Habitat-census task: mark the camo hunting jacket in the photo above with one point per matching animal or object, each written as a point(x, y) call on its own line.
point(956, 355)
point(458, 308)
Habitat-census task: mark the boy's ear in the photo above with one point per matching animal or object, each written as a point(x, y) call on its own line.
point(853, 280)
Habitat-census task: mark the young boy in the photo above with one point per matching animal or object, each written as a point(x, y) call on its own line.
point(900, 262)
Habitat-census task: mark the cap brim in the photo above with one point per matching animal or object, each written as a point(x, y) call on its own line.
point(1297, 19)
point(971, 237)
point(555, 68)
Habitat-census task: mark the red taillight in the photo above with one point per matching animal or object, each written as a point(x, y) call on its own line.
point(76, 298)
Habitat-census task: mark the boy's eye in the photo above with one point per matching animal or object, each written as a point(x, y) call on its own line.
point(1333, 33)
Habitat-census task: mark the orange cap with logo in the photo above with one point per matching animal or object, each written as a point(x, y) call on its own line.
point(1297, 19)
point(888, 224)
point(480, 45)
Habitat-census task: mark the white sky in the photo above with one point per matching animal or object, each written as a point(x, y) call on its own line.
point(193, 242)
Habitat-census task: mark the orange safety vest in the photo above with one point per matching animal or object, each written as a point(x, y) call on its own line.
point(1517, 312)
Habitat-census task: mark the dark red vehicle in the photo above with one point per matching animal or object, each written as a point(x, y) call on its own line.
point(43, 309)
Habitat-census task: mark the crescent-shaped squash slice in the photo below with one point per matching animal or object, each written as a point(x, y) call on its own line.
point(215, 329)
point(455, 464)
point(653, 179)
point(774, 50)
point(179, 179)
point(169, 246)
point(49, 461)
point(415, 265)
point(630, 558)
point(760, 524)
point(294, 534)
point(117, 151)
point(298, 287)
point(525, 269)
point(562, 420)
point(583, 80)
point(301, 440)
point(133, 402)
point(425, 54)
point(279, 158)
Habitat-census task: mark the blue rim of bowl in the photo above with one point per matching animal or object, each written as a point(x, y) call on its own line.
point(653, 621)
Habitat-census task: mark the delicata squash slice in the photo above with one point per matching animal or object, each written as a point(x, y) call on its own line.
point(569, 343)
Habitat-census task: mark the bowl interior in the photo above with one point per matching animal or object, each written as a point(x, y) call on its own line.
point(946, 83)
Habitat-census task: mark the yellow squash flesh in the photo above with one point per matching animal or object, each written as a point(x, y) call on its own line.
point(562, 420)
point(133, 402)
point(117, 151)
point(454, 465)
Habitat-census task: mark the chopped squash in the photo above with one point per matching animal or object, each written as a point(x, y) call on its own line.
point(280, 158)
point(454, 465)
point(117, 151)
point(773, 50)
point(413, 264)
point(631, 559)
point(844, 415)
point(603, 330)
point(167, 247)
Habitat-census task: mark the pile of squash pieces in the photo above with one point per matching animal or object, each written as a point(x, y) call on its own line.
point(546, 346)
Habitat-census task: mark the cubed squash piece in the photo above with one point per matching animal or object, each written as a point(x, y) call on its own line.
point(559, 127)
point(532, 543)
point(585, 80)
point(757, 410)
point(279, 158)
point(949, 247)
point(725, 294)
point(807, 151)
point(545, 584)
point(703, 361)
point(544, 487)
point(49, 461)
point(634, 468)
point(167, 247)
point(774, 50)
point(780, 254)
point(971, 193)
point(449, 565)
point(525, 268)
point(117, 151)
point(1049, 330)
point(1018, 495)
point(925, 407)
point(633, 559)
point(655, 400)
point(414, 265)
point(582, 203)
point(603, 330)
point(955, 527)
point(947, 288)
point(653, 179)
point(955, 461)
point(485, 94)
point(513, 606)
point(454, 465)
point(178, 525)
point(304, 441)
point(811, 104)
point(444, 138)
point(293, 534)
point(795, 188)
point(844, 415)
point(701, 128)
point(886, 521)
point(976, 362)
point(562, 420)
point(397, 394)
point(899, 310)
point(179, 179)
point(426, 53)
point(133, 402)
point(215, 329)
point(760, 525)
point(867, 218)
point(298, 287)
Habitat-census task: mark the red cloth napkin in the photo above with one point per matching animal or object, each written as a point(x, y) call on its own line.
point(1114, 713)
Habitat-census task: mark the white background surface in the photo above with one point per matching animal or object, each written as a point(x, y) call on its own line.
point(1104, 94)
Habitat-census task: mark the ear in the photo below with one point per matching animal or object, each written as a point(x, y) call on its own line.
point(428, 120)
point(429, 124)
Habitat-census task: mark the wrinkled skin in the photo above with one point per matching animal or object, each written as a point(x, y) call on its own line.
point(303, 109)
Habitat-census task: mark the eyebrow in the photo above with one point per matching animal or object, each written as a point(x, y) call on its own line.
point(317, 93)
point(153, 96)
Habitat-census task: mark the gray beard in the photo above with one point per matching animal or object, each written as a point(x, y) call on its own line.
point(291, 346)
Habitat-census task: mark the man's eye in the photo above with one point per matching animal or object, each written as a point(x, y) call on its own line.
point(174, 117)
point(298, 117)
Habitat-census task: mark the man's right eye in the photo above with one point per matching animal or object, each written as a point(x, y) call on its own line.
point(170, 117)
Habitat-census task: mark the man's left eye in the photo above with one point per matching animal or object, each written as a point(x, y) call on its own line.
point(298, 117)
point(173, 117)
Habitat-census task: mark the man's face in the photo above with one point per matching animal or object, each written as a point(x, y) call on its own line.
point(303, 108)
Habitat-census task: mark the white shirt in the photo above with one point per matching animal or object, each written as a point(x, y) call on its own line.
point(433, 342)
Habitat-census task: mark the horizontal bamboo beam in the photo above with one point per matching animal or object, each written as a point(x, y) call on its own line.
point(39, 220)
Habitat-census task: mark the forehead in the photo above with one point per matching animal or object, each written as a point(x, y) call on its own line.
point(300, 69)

━━━━━━━━━━━━━━━━━━━━━━━━━━━━━━

> **HOW TO COMPLETE THIS TASK**: Word for word, transcribe all of the records.

> **ANSWER BOX**:
Habitat-census task: mark the camo hunting jacket in the photo above with one point per matching animal or object, each written as a point(x, y) call on its own line.
point(956, 355)
point(458, 308)
Habitat-census task: mark the boy's ear in the photo above with one point per matching animal or object, each written as a point(x, y) call on its own line.
point(853, 280)
Habitat-census task: mark the young boy in the photo above with one point per matching animal or object, each written as a point(x, y) call on its own line.
point(900, 262)
Habitat-census task: mark the cap brim in the photo above with one point per matching animal or object, each written as a point(x, y) call on its own line.
point(1297, 19)
point(971, 237)
point(555, 68)
Habitat-census task: mark the red taillight in the photo above with one point per matching animal or object, each written as a point(x, y) call on its own line.
point(76, 298)
Habitat-census task: mark the boy's eye in the photo above with one point per matching animal or object, each written as a point(x, y) call on its own line.
point(1333, 33)
Habitat-census task: mark the orange cap with logo in the photo above with one point per matching animal or object, each written as a point(x, y) call on its own line.
point(1297, 19)
point(888, 224)
point(480, 45)
Habitat-census task: mark the white sky in the photo above with one point per matching animal or object, each written as a point(x, y) call on its own line.
point(193, 242)
Habitat-census task: mark the orange safety vest in the photo above with one point per matching animal or object, each written as a point(x, y) call on its own line.
point(1517, 312)
Habitat-census task: mark the dark red vehicle in the photo above with one point per matching animal or object, each written as a point(x, y) call on its own line.
point(43, 309)
Habitat-census task: mark the crescent-shaped squash slice in the photo below with one point per matching animal or object, each written as a point(x, y) call on its own line.
point(215, 329)
point(455, 464)
point(653, 179)
point(774, 50)
point(179, 179)
point(169, 246)
point(49, 461)
point(415, 265)
point(630, 558)
point(760, 524)
point(294, 534)
point(117, 151)
point(298, 287)
point(525, 269)
point(562, 420)
point(583, 80)
point(301, 440)
point(133, 402)
point(425, 54)
point(279, 158)
Habitat-census task: mark the blue rim of bowl in the photo above with one point per matching animal or object, each written as a point(x, y) call on its own line.
point(653, 621)
Habitat-census task: mark the delicata squash slice in the photo above with one point per matching animal or object, each written as a point(x, y) call on its own line.
point(569, 343)
Habitat-census task: mark the bowl interior in the photo above with one point per matching animal or object, each written as a point(x, y) call on its own line.
point(946, 83)
Habitat-census task: mark the yellow squash flesh in the photo above with one point per matching animal or object, each written as a point(x, y) call on its own line.
point(562, 420)
point(133, 402)
point(117, 151)
point(454, 465)
Habitat-census task: mark the chopped squash in the photo above with one point per matching animal or object, each written as a point(x, y) call on its own line.
point(280, 158)
point(454, 465)
point(117, 151)
point(773, 50)
point(413, 264)
point(631, 559)
point(844, 415)
point(603, 330)
point(167, 247)
Habitat-census task: mark the pile of squash pieces in the photo above with one point per matching animal or object, each written as a point(x, y) call on its own line.
point(546, 346)
Habitat-census task: mark the cubed squash piece in the photo above with one point per matching animal or object, each written as a point(x, y) call on its own line.
point(559, 127)
point(532, 543)
point(585, 80)
point(757, 410)
point(279, 158)
point(949, 247)
point(725, 294)
point(807, 151)
point(545, 584)
point(703, 361)
point(544, 487)
point(49, 461)
point(634, 468)
point(167, 247)
point(774, 50)
point(780, 254)
point(971, 193)
point(449, 565)
point(525, 268)
point(117, 151)
point(1049, 330)
point(1018, 495)
point(925, 407)
point(633, 559)
point(655, 400)
point(414, 265)
point(582, 203)
point(603, 330)
point(955, 527)
point(947, 288)
point(653, 179)
point(955, 461)
point(485, 94)
point(513, 606)
point(454, 465)
point(178, 525)
point(304, 441)
point(811, 104)
point(444, 138)
point(293, 534)
point(795, 188)
point(844, 415)
point(701, 128)
point(886, 521)
point(976, 362)
point(562, 420)
point(397, 394)
point(899, 310)
point(179, 179)
point(426, 53)
point(133, 402)
point(215, 329)
point(760, 525)
point(867, 218)
point(298, 287)
Habitat-census task: mark the red cloth napkin in the photo above with one point per matching animal or object, each written as a point(x, y) call on its own line.
point(1114, 713)
Habitat-census task: mark the white background surface in the photo above with one point per matching animal or object, each written as a point(x, y) call on its own line.
point(1104, 94)
Habitat-census task: mark the ear in the photo below with one point per matching animal or object, each written as a point(x, y) call on its own line.
point(428, 120)
point(429, 124)
Habitat-census task: mark the wrinkled skin in the photo above with one point per matching animal or object, each written as a point(x, y) call on its own line.
point(303, 109)
Habitat-census task: mark the eyebrow in the photo above with one point per matching animal or object, each written as a point(x, y) call on its own line.
point(317, 93)
point(153, 96)
Habitat-census task: mark the gray beard in the photo above with one point per matching animal or object, each written as a point(x, y) call on its own line.
point(291, 346)
Habitat-census task: mark the man's eye in the photo above with one point per matching animal or object, each written as a point(x, y) call on its own line.
point(174, 117)
point(298, 117)
Habitat-census task: mark the man's right eye in the photo above with one point per matching animal or object, each written as a point(x, y) call on its own line.
point(170, 117)
Habitat-census task: mark the man's left eye in the photo above with one point per matching animal or object, each written as a point(x, y) call on its own line.
point(298, 117)
point(173, 117)
Habitat-census task: mark the man's face in the photo above with one point per matching animal or object, each written as a point(x, y) call on its own line.
point(303, 108)
Habitat-census task: mark the white shirt in the photo above with one point per matching animal or object, each written as a point(x, y) call on its own line.
point(433, 342)
Habitat-census task: mark the horizontal bamboo beam in the photo above with one point per matching animal or object, each written as a point(x, y) call on its own line.
point(39, 220)
Habitat-census task: mark the forehead in the photo above with one point per matching animal or object, each written as a point(x, y) call on its own line.
point(300, 69)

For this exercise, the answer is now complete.